-- start Reading passage --

Google Wave is a new tool for communication and collaboration on the web, coming later this year. The presentation was given at Google I/O 2009. The demo shows what is possible in a HTML 5 browser. They are developing this as an open access project. The creative team is lead by the creators for Google Maps (brothers Lars and Jens Rasmussen) and product manager Stephanie Hannon.
A wave is equal parts conversation and document. People can communicate and work together with richly formatted text, photos, videos, maps, and more.
A wave is shared. Any participant can reply anywhere in the message, edit the content and add participants at any point in the process. Then playback lets anyone rewind the wave to see who said what and when.
A wave is live. With live transmission as you type, participants on a wave can have faster conversations, see edits and interact with extensions in real-time.

-- end Reading passage --
-- start Provided data --

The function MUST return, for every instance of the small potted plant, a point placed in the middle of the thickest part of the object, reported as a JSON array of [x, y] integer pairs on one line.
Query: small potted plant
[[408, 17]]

-- end Provided data --

** Task list **
1. Decide whether each statement agrees with the Google Wave passage, answering yes or no and quoting the words of the passage that settle it: (a) The presentation took place at Google I/O 2009. (b) Only the person who started a wave may add participants to it. (c) Playback allows anyone to rewind a wave.
2. Write the next part of the Google Wave passage, picking up after its final sentence.
The listing has no connection to the Google Wave passage.

** Responses in order **
1.
(a) Yes: "The presentation was given at Google I/O 2009."
(b) No: "Any participant can reply anywhere in the message, edit the content and add participants at any point in the process."
(c) Yes: "Then playback lets anyone rewind the wave to see who said what and when."

2.
Very cool stuff. The super easy blog interaction is great. And the user experience with notification and collaborative editing seems excellent. The playback feature to view changes seems good though that is still an area I worry about on heavily collaborative work. Hopefully they let you see like all change x person made, search changes…
They also have a very cool context sensitive spell checker that can highlight mis-spelled words that are another dictionary word but not right in the context used (about 44:30 in the webcast).
For software developer readers they also highly recommended the Google Web Development Kit, which they used heavily on this project.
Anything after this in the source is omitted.